Heinrich Joseph Esser (15 July 1818 – 3 June 1872) was a German violinist, influential conductor and composer.

== Biography ==
Heinrich Esser was born in Mannheim. He received early musical instruction from Franz Lachner who was court conductor in Mannheim from 1834. Esser followed Lachner to Munich in 1836 and subsequently went to Vienna in 1839 to complete his composition studies under Simon Sechter.

In 1840, he had a position as court conductor at the National Theatre Mannheim, but left for his new appointment as a conductor of the singing society in Mainz during the following year. During his time in Mainz, Esser was composition teacher of Peter Cornelius.

In 1847, Esser became conductor at the Vienna Court Opera which he directed temporarily in 1860/1861. He also became an honorary member of the Vienna Men's Choral Association in 1859 and conducted concerts of the Vienna Philharmonic. In the course of his activities as a consultant for the publisher Franz Schott, Esser got in contact with Richard Wagner in 1859, whose musical works he strongly supported. (He directed the Viennese first performance of Lohengrin in 1858).

In late 1869, Esser retired and relocated to Salzburg, where he died of tuberculosis in 1872.

| Activity 1 |
Answer these questions from the text on Heinrich Esser:
(a) Under whom did Esser complete his composition studies in Vienna?
(b) In which city did Esser teach composition to Peter Cornelius?
(c) Where did Esser die, and of what illness?
| Activity 2 |
Carry on the text about Heinrich Esser from its last sentence.

| Data to examine |
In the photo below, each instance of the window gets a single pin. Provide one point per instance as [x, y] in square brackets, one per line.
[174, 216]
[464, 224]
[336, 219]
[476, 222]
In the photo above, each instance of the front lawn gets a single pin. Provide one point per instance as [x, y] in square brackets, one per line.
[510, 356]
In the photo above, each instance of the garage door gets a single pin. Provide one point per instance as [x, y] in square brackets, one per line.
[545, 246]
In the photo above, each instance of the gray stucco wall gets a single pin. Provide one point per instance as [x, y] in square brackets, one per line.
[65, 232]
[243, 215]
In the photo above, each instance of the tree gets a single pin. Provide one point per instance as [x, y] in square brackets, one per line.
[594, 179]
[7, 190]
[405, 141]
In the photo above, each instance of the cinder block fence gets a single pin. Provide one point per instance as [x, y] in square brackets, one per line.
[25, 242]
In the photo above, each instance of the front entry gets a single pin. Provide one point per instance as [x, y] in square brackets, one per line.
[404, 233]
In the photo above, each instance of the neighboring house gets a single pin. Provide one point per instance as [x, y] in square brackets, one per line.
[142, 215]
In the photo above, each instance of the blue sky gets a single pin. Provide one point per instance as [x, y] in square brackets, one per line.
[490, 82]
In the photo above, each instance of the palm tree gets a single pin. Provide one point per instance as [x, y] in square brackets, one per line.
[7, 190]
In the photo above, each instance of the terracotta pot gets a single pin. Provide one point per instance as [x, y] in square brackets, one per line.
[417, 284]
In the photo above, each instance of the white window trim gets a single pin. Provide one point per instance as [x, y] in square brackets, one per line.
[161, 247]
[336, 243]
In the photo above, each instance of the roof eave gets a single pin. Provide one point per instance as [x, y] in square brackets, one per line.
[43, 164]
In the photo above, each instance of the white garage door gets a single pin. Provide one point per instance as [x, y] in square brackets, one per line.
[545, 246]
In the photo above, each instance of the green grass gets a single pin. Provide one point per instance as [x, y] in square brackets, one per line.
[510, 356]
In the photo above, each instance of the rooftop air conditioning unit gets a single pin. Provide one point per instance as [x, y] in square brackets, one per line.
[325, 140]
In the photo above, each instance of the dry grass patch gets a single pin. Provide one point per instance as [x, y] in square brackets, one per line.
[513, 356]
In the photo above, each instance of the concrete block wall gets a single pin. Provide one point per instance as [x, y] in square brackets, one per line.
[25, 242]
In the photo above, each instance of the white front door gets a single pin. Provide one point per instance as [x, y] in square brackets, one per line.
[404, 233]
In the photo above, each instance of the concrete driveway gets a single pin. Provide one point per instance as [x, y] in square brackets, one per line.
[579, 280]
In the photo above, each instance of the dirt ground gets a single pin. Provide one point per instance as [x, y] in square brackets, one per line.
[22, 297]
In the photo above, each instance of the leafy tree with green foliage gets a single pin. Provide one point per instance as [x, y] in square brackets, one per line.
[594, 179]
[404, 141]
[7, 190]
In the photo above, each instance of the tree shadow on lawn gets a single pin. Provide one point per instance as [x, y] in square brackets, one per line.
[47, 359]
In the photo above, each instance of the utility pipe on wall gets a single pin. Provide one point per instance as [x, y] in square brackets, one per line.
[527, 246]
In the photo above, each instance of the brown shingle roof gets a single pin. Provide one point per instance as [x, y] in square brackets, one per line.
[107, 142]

| Expected answer 1 |
(a) Simon Sechter
(b) Mainz
(c) Salzburg, of tuberculosis

| Expected answer 2 |
== Works ==
Esser composed operas, five symphonies, two suites for orchestra and a large number of lieder that were largely known at their time. His two best known operas are Thomas Riquiqui oder die politische Heirath (op. 10, Text by Carl Gollmick, first performance in Frankfurt am Main, 1843) and Die zwei Prinzen (op. 15, Text by Carl Gollmick, first performance in Munich, 1845). Furthermore, his Fourth Symphony (in d-minor op. 44, 1853) and Second Suite (in a-minor op.75, 1866)

== Sources ==
- Woess, Margareta (1947), Heinrich Esser. Eine Darstellung seines Lebens und Wirkens als Dirigent unter besonderer Berücksichtigung seiner Beziehung zu Richard Wagner. Dissertation University of Vienna, 3 vols.
- Mueller, Karl-Josef (1969), Heinrich Esser als Komponist. Dissertation University of Mainz.
- "Heinrich Esser" at Austrian Music Encyclopedia Online.